** Start Records to process **

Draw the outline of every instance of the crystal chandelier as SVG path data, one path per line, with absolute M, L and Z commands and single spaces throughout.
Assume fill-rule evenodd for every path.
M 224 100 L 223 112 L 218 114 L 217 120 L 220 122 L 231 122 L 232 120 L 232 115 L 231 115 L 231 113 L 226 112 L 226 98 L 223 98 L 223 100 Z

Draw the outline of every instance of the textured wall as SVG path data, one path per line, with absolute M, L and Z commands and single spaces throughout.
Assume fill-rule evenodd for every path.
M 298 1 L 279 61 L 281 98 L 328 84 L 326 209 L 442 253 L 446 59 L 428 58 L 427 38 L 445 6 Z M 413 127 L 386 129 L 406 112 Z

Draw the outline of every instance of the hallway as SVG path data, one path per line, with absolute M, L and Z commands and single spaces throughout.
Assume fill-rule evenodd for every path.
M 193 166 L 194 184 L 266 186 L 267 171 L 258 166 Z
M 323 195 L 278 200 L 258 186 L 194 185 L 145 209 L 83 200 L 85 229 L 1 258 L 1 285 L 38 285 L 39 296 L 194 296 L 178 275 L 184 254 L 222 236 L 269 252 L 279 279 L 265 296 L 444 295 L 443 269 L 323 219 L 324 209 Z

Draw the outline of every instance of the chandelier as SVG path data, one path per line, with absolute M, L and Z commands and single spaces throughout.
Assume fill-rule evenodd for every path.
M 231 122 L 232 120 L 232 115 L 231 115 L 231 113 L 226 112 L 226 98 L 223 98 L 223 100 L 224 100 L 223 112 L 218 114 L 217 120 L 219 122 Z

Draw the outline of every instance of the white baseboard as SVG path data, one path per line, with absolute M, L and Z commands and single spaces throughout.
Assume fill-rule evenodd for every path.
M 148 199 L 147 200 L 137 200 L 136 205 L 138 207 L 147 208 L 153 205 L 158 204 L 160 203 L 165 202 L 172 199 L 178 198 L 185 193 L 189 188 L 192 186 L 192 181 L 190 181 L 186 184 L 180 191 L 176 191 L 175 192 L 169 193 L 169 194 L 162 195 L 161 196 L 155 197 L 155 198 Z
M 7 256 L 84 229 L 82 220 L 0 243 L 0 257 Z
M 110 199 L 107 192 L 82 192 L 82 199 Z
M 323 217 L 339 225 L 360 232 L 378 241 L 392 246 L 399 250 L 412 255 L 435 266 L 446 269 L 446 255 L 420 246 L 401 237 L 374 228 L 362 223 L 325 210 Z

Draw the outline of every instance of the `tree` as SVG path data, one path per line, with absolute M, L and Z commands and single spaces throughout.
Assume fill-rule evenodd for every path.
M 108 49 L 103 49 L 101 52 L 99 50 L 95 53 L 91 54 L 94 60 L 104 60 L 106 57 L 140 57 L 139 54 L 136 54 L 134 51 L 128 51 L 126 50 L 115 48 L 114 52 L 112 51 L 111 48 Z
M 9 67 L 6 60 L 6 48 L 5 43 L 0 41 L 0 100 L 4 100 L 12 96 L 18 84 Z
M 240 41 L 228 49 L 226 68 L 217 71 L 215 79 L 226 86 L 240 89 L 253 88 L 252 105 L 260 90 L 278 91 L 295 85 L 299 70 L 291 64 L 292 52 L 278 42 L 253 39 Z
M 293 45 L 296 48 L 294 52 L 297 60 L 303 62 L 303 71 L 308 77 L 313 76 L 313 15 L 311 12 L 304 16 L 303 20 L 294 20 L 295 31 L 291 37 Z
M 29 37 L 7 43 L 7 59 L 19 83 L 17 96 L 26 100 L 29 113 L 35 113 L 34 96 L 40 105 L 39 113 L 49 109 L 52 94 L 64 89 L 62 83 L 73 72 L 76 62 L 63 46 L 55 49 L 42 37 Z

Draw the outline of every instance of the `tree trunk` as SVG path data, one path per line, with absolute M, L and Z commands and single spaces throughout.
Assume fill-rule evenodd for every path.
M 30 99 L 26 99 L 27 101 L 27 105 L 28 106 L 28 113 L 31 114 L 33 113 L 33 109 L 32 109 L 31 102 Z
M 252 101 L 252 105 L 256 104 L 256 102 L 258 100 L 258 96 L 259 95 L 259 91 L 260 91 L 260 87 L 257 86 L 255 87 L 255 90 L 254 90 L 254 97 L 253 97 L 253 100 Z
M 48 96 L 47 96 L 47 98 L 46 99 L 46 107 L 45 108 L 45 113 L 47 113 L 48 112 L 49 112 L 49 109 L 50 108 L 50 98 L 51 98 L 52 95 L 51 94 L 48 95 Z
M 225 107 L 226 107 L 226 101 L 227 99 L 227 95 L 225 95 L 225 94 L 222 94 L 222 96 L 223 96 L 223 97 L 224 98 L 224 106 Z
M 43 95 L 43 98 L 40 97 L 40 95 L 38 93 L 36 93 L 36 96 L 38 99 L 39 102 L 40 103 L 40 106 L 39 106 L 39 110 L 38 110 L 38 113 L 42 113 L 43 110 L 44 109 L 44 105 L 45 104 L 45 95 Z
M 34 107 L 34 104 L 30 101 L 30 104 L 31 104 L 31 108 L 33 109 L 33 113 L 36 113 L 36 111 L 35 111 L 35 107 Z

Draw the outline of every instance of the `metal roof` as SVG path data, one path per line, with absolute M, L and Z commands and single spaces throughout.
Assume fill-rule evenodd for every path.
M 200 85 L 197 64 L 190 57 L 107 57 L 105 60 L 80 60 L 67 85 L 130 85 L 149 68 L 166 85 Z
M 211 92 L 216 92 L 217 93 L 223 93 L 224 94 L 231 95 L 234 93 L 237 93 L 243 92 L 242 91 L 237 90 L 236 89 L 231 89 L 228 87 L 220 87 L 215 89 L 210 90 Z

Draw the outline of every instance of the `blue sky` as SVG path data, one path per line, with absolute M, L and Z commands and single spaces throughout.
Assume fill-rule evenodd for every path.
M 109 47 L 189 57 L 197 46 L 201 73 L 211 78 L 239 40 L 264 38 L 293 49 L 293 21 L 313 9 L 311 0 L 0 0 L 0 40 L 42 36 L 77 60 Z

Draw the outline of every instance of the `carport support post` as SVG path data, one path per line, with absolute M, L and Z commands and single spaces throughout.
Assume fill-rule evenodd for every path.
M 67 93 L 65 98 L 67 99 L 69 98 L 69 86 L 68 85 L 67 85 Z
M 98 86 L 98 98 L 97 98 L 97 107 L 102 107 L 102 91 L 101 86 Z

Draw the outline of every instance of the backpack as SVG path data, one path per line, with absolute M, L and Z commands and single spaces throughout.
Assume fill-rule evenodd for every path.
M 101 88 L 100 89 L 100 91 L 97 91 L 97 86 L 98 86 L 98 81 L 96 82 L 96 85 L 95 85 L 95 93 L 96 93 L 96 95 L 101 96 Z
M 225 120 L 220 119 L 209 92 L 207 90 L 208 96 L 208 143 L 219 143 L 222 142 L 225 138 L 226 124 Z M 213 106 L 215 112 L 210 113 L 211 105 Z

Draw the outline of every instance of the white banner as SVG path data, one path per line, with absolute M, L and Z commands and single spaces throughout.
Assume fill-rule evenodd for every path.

** End Records to process **

Problem to solve: Rewrite every line of the listing above as a numbered list, omitting the blank lines.

Answer to this task:
1. Draw the outline of every instance of the crystal chandelier as SVG path data, one path per line, with absolute M, L and Z commands and single spaces throughout.
2. Assume fill-rule evenodd for every path.
3. M 224 100 L 223 112 L 218 114 L 217 120 L 220 122 L 231 122 L 232 120 L 232 115 L 231 115 L 231 113 L 226 112 L 226 98 L 223 98 L 223 100 Z
4. Draw the outline of every instance of the textured wall as SVG path data, one path per line, with absolute M, L and Z commands and single spaces throughout.
5. Assume fill-rule evenodd for every path.
6. M 298 1 L 279 61 L 281 98 L 328 84 L 326 209 L 442 253 L 446 59 L 428 58 L 427 38 L 445 6 Z M 413 127 L 386 129 L 406 112 Z
7. Draw the outline of every instance of the hallway as SVG path data, one path per line, with absolute M, L and Z commands and single spaces throughout.
8. Assume fill-rule evenodd for every path.
9. M 193 166 L 194 184 L 266 186 L 267 171 L 258 166 Z
10. M 323 195 L 278 200 L 258 186 L 194 185 L 145 209 L 83 200 L 85 229 L 1 258 L 1 285 L 38 285 L 39 296 L 194 296 L 178 275 L 184 254 L 222 236 L 269 252 L 279 279 L 265 296 L 444 295 L 443 269 L 323 219 L 324 209 Z
11. Draw the outline of every instance of the chandelier as SVG path data, one path per line, with absolute M, L and Z commands and single spaces throughout.
12. Assume fill-rule evenodd for every path.
13. M 231 122 L 232 120 L 232 115 L 231 115 L 231 113 L 226 112 L 226 98 L 223 98 L 223 100 L 224 100 L 223 112 L 218 114 L 217 120 L 219 122 Z
14. Draw the outline of every instance of the white baseboard as SVG path data, one path per line, with absolute M, L and Z commands and single spaces throughout.
15. Assume fill-rule evenodd for every path.
16. M 148 199 L 147 200 L 137 200 L 136 205 L 138 207 L 147 208 L 153 205 L 158 204 L 160 203 L 165 202 L 172 199 L 178 198 L 185 193 L 189 188 L 192 186 L 192 181 L 190 181 L 186 184 L 180 191 L 176 191 L 175 192 L 169 193 L 169 194 L 162 195 L 161 196 L 155 197 L 155 198 Z
17. M 7 256 L 84 229 L 82 220 L 0 243 L 0 257 Z
18. M 110 199 L 107 192 L 82 192 L 82 199 Z
19. M 323 217 L 339 225 L 360 232 L 378 241 L 392 246 L 399 250 L 412 255 L 435 266 L 446 269 L 446 255 L 420 246 L 401 237 L 374 228 L 362 223 L 325 210 Z
20. Draw the outline of every instance of the `tree` as SVG path data, one path per line, with absolute M, L and Z commands and single spaces throughout.
21. Assume fill-rule evenodd for every path.
22. M 108 49 L 103 49 L 101 52 L 99 50 L 95 53 L 91 54 L 94 60 L 104 60 L 106 57 L 140 57 L 139 54 L 136 54 L 134 51 L 128 51 L 126 50 L 115 48 L 114 52 L 112 51 L 111 48 Z
23. M 9 67 L 6 60 L 6 48 L 5 43 L 0 41 L 0 100 L 4 100 L 12 96 L 18 84 Z
24. M 240 41 L 228 49 L 226 68 L 217 71 L 215 79 L 226 86 L 240 89 L 253 88 L 252 105 L 260 90 L 278 91 L 295 85 L 299 70 L 291 64 L 292 52 L 278 42 L 253 39 Z
25. M 293 45 L 296 48 L 294 52 L 297 60 L 303 62 L 303 71 L 308 77 L 313 76 L 313 15 L 311 12 L 304 16 L 303 20 L 294 20 L 295 31 L 291 37 Z
26. M 29 37 L 7 43 L 7 59 L 19 83 L 17 96 L 26 100 L 29 113 L 35 113 L 34 96 L 40 105 L 39 113 L 49 109 L 52 94 L 64 89 L 62 83 L 73 72 L 76 62 L 63 46 L 55 49 L 42 37 Z
27. Draw the outline of every instance of the `tree trunk` as SVG path data, one path per line, with absolute M, L and Z commands and single spaces throughout.
28. Assume fill-rule evenodd for every path.
29. M 30 99 L 26 99 L 27 101 L 27 105 L 28 106 L 28 113 L 31 114 L 33 113 L 33 109 L 32 109 L 31 102 Z
30. M 252 101 L 252 105 L 256 104 L 256 102 L 258 100 L 258 96 L 259 95 L 259 91 L 260 91 L 260 87 L 257 86 L 255 87 L 255 90 L 254 90 L 254 97 L 253 97 L 253 100 Z
31. M 48 96 L 47 96 L 47 98 L 46 99 L 46 107 L 45 108 L 45 113 L 47 113 L 48 112 L 49 112 L 49 109 L 50 108 L 50 98 L 51 98 L 52 95 L 51 94 L 48 95 Z
32. M 225 107 L 226 107 L 226 101 L 227 99 L 227 95 L 225 95 L 225 94 L 222 94 L 222 96 L 223 96 L 223 97 L 224 98 L 224 106 Z
33. M 43 95 L 43 98 L 40 97 L 40 95 L 38 93 L 36 93 L 36 96 L 38 99 L 39 102 L 40 103 L 40 106 L 39 106 L 39 110 L 38 110 L 38 113 L 42 113 L 43 110 L 44 109 L 44 105 L 45 104 L 45 95 Z
34. M 34 107 L 34 104 L 30 101 L 30 104 L 31 104 L 31 108 L 33 109 L 33 113 L 36 113 L 36 111 L 35 111 L 35 107 Z
35. Draw the outline of every instance of the `metal roof` as SVG path data, one path per line, with absolute M, L and Z commands and single spaces throughout.
36. Assume fill-rule evenodd for every path.
37. M 200 85 L 197 64 L 190 57 L 107 57 L 105 60 L 80 60 L 67 85 L 130 85 L 149 68 L 166 85 Z
38. M 211 92 L 216 92 L 217 93 L 223 93 L 224 94 L 231 95 L 234 93 L 237 93 L 243 92 L 242 91 L 237 90 L 236 89 L 231 89 L 228 87 L 220 87 L 215 89 L 210 90 Z
39. Draw the outline of every instance of the `blue sky` as SVG path data, one path per line, with absolute M, L and Z commands and single spaces throughout.
40. Assume fill-rule evenodd for every path.
41. M 109 47 L 189 57 L 197 46 L 201 73 L 211 78 L 239 40 L 264 38 L 293 49 L 293 21 L 313 9 L 311 0 L 0 0 L 0 40 L 42 36 L 77 60 Z
42. Draw the outline of every instance of the `carport support post` as SVG path data, one path per line, with absolute M, L and Z commands and single spaces throughout.
43. Assume fill-rule evenodd for every path.
44. M 67 93 L 65 98 L 67 99 L 69 98 L 69 86 L 68 85 L 67 85 Z
45. M 98 86 L 98 98 L 97 98 L 97 107 L 102 107 L 102 91 L 101 86 Z
46. Draw the outline of every instance of the backpack as SVG path data, one path per line, with absolute M, L and Z commands and single spaces throughout.
47. Assume fill-rule evenodd for every path.
48. M 101 88 L 100 89 L 100 91 L 97 91 L 97 86 L 98 86 L 98 81 L 96 82 L 96 85 L 95 85 L 95 93 L 96 93 L 96 95 L 101 96 Z
49. M 225 120 L 220 119 L 209 92 L 207 90 L 208 96 L 208 143 L 219 143 L 222 142 L 225 138 L 226 124 Z M 213 106 L 215 112 L 210 113 L 211 105 Z
50. Draw the outline of every instance of the white banner as SVG path data, one path per line, with absolute M, L and Z commands and single spaces throughout.
51. Assume fill-rule evenodd for every path.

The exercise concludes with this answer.